● EXERCISE
Keep every word of the listing and reproduce it exactly, but set aside any image found there.

● DATASET CONTENT
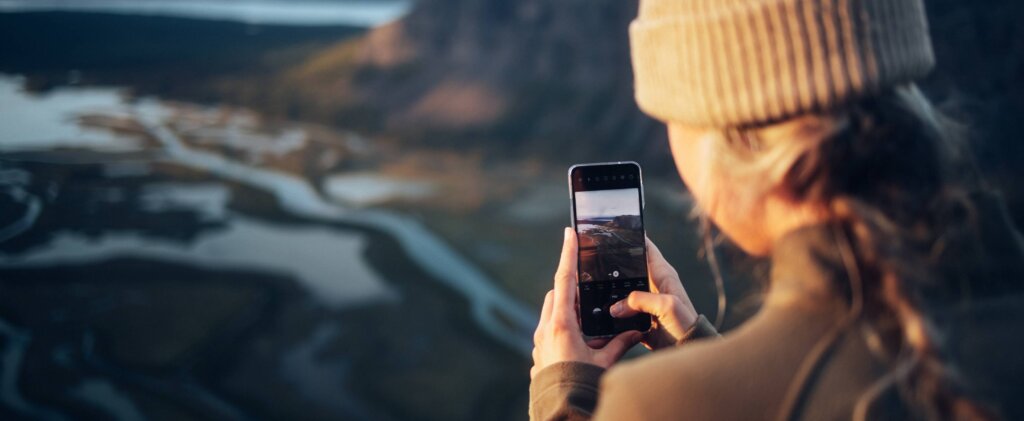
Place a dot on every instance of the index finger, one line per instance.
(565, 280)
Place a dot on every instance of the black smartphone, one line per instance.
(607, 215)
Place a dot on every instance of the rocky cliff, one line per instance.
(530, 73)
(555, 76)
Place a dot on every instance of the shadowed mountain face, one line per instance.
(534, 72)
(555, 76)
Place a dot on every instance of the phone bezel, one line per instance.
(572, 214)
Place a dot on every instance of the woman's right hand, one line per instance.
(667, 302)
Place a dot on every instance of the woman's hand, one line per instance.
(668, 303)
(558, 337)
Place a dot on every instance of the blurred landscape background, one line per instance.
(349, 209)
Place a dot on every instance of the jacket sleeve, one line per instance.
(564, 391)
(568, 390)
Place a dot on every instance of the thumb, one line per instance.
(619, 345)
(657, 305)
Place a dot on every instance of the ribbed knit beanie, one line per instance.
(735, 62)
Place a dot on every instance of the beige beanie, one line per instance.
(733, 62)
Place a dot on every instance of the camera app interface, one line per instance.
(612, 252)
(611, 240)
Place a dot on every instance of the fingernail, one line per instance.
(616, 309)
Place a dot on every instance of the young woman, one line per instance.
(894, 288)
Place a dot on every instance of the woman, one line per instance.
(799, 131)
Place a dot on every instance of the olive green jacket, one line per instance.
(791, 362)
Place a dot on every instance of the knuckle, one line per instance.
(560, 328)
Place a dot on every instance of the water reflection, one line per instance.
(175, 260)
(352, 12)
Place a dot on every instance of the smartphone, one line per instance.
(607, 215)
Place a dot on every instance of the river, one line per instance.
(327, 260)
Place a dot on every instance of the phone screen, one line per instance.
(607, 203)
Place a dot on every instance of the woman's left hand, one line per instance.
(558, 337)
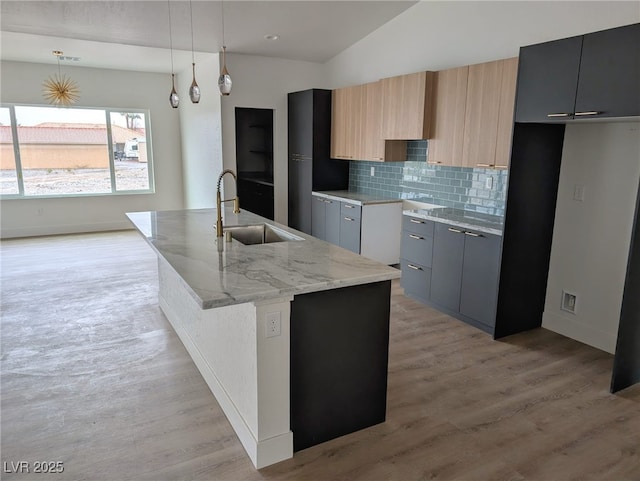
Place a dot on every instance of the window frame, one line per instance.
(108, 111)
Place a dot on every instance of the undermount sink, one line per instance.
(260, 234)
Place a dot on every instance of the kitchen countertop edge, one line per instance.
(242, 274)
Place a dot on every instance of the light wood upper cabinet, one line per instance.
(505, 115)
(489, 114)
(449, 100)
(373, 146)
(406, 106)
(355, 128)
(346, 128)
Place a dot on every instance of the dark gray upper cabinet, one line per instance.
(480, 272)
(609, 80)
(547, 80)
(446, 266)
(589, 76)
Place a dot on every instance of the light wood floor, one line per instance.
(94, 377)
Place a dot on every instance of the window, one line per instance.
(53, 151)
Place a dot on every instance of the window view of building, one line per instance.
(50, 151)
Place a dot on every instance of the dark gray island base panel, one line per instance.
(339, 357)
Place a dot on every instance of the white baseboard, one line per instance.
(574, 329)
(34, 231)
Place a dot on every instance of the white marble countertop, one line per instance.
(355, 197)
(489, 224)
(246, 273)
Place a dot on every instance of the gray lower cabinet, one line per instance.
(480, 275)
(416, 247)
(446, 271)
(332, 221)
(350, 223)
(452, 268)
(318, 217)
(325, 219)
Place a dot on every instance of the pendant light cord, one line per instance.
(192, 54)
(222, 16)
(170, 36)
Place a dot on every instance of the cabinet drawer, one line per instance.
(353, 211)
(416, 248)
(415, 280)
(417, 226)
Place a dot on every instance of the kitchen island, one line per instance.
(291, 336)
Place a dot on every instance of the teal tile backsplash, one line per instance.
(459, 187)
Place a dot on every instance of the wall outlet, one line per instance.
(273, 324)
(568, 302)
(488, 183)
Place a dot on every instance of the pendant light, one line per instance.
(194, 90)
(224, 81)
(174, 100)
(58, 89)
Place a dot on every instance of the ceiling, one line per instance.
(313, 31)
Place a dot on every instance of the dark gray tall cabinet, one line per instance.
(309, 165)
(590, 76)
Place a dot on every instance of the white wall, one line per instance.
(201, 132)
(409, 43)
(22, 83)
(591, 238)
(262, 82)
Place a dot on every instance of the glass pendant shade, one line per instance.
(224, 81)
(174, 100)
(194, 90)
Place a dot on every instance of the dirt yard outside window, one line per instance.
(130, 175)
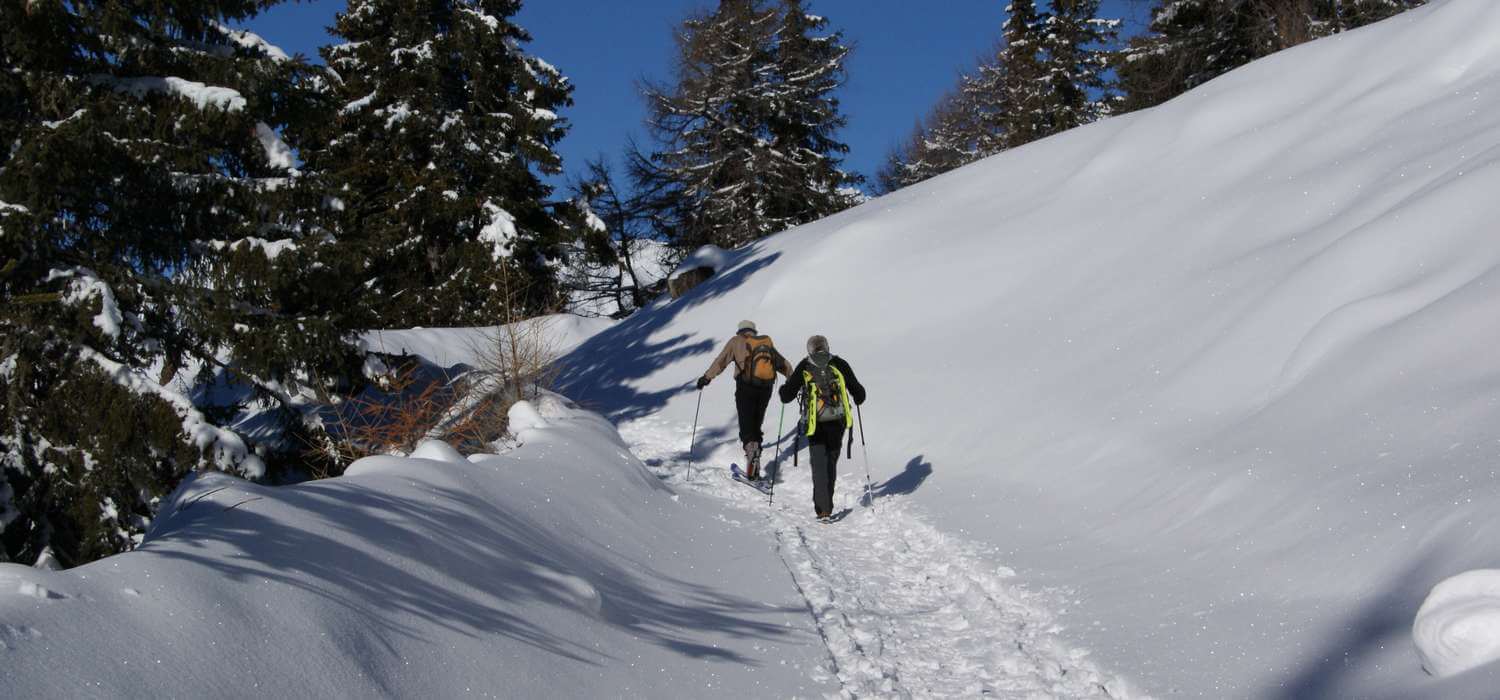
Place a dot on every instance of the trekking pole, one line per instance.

● RESULT OF THE TASK
Place a dot on every instance of the index finger, one line per instance.
(565, 280)
Place a dot on every instance of the black smartphone, one line per instance.
(607, 215)
Place a dot on every instance of the rocky cliff, one line per instance.
(530, 73)
(555, 76)
Place a dot on every instance of the shadowed mountain face, one line per instance.
(534, 72)
(555, 76)
Place a dot on every instance of the phone bezel, one line per instance.
(572, 214)
Place a dot on every instance of the woman's right hand, one line per instance.
(667, 302)
Place a dot on every instance of the woman's hand, one line per instance.
(668, 303)
(558, 337)
Place a dot on every instance of the blurred landscape background, one line per instance.
(349, 209)
Place a dot on every instance of the jacket sleeve, one line per instance.
(564, 391)
(568, 390)
Place a dot on every instance of the thumb, one line per instance.
(619, 345)
(657, 305)
Place a dot on every instance of the ribbed knit beanie, one line per instance.
(735, 62)
Place a dot on every instance of the beige beanie, one line per instance.
(733, 62)
Place a dot on every instance of the camera app interface, one line per instance.
(612, 252)
(611, 240)
Place a dot on every instance of the fingernail, one line per instance.
(616, 309)
Place a dot on every instance of the young woman, one line per instance.
(894, 288)
Place a dot on every instance of the woman, one line per instance.
(799, 131)
Place a dot on every instance of the olive green jacket, one line per instance.
(791, 362)
Place a dot on every instance of the knuckle, one line per instance.
(560, 328)
Place a dot on every instance of the water reflection, one line per instance.
(175, 260)
(352, 12)
Place a dot on every instance of the smartphone, one line per instance.
(607, 215)
Place a dot on every instance of the river, one line per instance.
(327, 260)
Place a dot on every instance of the phone screen, one line per instance.
(607, 203)
Place a dot on every instance of the woman's left hand, one line per instance.
(558, 337)
Place a dot on every instance of the window frame, one line per instance.
(108, 111)
Place a dot on every instance of the undermount sink, one line per instance.
(260, 234)
Place a dot on every instance of the kitchen countertop edge, one line per instance.
(242, 274)
Place a dot on every instance of the light wood upper cabinet, one line per instance.
(505, 115)
(489, 114)
(449, 100)
(373, 146)
(406, 106)
(355, 128)
(346, 128)
Place a dot on every instance of the dark gray upper cabinet, one line per instance.
(480, 272)
(609, 80)
(547, 80)
(446, 266)
(589, 76)
Place a dot on every instance of the light wood floor, one line per instance.
(94, 377)
Place a dot on every instance of the window, one line per instance.
(53, 151)
Place a dot on every instance of the window view of building, one line per instance.
(50, 151)
Place a dot on every instance of the dark gray island base panel, one line per instance.
(339, 357)
Place a dot on every instance of the white baseboard, one line per instance.
(574, 329)
(34, 231)
Place a dot on every instance of the white marble countertop, one line per instance.
(355, 197)
(489, 224)
(246, 273)
Place a dot on every instance of the gray lower cabinet, one line per instance.
(480, 275)
(416, 247)
(446, 271)
(332, 221)
(350, 223)
(452, 268)
(318, 217)
(325, 219)
Place a dot on every instance of the pendant light cord, one line per instance.
(192, 54)
(222, 16)
(170, 36)
Place a dot on every instance of the cabinet drawer, one line per instance.
(353, 211)
(416, 248)
(415, 280)
(417, 226)
Place a dot on every instance of the kitchen island, one line per instance.
(291, 336)
Place a dot on every instance of the teal tile backsplash, one line per instance.
(459, 187)
Place a dot on every instance of the wall outlet, one line per instance.
(273, 324)
(568, 302)
(488, 183)
Place a dot on every instance of the pendant light, one line per instance.
(194, 90)
(224, 81)
(174, 100)
(58, 89)
Place a dot on every instance of the ceiling, one line per instance.
(313, 31)
Place a dot on every instance of the dark gray tall cabinet, one line per instance.
(309, 165)
(590, 76)
Place a dot on every instance of the white wall, one line per instance.
(201, 132)
(409, 43)
(22, 83)
(591, 238)
(262, 82)
Place a dot on every instance of the glass pendant shade, one line per instance.
(224, 81)
(174, 100)
(194, 90)
Place a dot on every instance of the dirt yard outside window, one line per instance.
(130, 175)
Place a dot on every instance of the trekking pole, one line per instance.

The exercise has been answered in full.